## [ACTION ITEM]
What you write should be the line containing "Accessibility tool request: describe where the drawer" followed by every line after it to the end of the listing, exactly as given, and nothing more.

## [RECORDS FOR THE EXERCISE]
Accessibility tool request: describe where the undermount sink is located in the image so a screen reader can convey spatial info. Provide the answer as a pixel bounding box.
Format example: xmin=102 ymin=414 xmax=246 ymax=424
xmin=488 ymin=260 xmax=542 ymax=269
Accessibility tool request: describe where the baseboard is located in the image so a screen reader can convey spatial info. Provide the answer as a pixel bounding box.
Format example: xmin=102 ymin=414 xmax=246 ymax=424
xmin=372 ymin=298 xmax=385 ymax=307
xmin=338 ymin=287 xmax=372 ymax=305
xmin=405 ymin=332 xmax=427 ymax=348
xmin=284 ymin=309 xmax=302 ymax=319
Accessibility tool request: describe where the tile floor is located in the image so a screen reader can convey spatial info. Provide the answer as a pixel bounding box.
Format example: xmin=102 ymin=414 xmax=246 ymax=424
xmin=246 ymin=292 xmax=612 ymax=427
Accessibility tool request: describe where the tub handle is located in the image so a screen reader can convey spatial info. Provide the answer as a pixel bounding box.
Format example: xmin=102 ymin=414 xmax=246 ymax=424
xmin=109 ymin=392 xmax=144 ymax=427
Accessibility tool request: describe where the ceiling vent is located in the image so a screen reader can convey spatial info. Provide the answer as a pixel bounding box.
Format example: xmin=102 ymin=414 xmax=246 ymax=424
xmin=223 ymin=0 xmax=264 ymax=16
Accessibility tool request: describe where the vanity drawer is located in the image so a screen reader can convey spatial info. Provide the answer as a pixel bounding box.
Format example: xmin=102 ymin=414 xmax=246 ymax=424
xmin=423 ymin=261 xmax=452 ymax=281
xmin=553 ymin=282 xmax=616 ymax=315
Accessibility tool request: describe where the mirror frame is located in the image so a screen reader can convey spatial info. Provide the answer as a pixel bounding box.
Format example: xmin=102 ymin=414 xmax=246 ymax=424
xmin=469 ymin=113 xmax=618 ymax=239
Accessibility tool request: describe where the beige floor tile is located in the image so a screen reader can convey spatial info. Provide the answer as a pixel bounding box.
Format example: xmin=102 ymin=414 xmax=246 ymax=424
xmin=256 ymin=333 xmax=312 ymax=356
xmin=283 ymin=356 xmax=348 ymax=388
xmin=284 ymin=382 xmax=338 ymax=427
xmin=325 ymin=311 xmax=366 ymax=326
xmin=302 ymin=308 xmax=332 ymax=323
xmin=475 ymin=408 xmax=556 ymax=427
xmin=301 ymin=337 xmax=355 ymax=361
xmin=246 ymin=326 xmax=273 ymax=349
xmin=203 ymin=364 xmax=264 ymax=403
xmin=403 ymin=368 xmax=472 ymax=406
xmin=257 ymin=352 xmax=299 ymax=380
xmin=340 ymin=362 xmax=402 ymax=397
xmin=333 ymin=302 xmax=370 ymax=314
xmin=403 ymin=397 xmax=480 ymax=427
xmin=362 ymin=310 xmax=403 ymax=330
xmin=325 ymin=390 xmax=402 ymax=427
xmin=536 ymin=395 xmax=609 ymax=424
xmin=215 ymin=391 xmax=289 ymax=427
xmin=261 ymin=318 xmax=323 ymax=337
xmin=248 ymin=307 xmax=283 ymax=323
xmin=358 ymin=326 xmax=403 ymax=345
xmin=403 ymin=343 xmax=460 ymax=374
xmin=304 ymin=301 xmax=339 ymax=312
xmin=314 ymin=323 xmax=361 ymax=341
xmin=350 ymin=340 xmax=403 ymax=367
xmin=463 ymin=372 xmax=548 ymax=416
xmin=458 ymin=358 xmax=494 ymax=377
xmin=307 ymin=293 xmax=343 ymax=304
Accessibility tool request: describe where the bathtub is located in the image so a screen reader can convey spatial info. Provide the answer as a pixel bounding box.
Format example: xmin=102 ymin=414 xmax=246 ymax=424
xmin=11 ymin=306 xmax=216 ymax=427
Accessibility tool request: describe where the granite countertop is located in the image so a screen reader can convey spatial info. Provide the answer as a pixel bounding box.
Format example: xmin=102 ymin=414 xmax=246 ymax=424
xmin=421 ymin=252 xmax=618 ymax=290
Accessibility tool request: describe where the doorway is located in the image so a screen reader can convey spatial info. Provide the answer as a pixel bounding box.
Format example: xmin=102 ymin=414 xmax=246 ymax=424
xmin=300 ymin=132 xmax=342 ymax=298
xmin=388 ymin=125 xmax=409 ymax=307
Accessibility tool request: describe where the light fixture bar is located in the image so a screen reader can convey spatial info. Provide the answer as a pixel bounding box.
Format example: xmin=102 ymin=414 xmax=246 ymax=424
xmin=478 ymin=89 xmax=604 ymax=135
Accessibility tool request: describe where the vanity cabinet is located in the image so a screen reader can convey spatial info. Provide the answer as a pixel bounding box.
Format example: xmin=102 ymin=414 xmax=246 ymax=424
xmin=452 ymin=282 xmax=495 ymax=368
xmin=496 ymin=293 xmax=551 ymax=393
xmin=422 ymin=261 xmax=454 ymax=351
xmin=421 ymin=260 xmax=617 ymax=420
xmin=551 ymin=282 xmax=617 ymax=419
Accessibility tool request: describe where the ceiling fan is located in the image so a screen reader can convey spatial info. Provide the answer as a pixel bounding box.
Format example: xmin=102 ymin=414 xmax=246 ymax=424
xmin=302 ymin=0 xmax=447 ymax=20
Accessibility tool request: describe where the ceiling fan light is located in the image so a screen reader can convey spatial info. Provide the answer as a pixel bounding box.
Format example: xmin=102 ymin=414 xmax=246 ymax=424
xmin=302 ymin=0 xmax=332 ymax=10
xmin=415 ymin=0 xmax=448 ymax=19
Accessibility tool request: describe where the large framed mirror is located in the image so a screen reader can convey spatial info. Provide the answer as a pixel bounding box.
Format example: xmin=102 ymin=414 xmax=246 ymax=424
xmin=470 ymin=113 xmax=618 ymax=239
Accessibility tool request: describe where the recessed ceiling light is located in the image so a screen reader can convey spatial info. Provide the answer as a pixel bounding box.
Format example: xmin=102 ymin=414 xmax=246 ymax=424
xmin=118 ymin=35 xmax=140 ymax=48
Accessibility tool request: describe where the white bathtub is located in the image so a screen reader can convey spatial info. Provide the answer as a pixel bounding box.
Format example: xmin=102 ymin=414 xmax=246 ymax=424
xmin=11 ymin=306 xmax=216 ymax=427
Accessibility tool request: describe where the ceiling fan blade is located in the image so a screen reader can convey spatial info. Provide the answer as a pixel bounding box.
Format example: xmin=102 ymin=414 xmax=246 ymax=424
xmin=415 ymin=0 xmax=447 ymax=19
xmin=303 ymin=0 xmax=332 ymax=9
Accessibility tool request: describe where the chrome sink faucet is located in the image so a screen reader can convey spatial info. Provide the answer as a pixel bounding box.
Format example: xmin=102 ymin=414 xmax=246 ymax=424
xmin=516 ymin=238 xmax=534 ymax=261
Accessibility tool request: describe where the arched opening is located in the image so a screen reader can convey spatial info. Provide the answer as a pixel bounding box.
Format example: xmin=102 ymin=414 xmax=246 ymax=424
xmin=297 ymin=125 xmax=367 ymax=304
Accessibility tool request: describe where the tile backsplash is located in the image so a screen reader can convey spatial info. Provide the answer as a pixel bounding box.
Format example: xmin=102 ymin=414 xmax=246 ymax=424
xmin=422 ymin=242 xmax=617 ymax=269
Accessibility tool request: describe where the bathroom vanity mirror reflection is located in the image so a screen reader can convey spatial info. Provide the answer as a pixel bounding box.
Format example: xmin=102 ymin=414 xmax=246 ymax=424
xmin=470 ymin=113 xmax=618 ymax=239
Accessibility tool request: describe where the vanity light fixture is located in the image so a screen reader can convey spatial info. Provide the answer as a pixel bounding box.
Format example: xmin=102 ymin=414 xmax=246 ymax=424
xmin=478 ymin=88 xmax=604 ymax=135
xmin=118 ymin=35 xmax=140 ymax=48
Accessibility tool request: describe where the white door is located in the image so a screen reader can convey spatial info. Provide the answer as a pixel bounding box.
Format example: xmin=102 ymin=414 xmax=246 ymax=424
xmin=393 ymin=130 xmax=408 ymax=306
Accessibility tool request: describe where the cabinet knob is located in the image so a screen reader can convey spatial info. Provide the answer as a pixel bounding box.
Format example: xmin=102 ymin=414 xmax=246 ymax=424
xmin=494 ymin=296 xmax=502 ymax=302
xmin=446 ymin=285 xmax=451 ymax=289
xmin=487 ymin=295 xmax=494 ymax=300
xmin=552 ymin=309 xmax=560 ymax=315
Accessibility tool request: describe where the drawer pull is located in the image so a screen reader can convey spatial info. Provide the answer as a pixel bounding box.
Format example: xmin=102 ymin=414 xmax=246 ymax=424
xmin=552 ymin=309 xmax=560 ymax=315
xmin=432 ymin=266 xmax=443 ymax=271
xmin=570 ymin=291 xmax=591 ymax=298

## [EXERCISE ANSWER]
Accessibility tool request: describe where the drawer pull is located in the image so a screen reader can convey spatial info. Provide the answer as a pixel bounding box.
Format example: xmin=102 ymin=414 xmax=246 ymax=424
xmin=552 ymin=309 xmax=560 ymax=315
xmin=432 ymin=266 xmax=443 ymax=271
xmin=570 ymin=291 xmax=591 ymax=298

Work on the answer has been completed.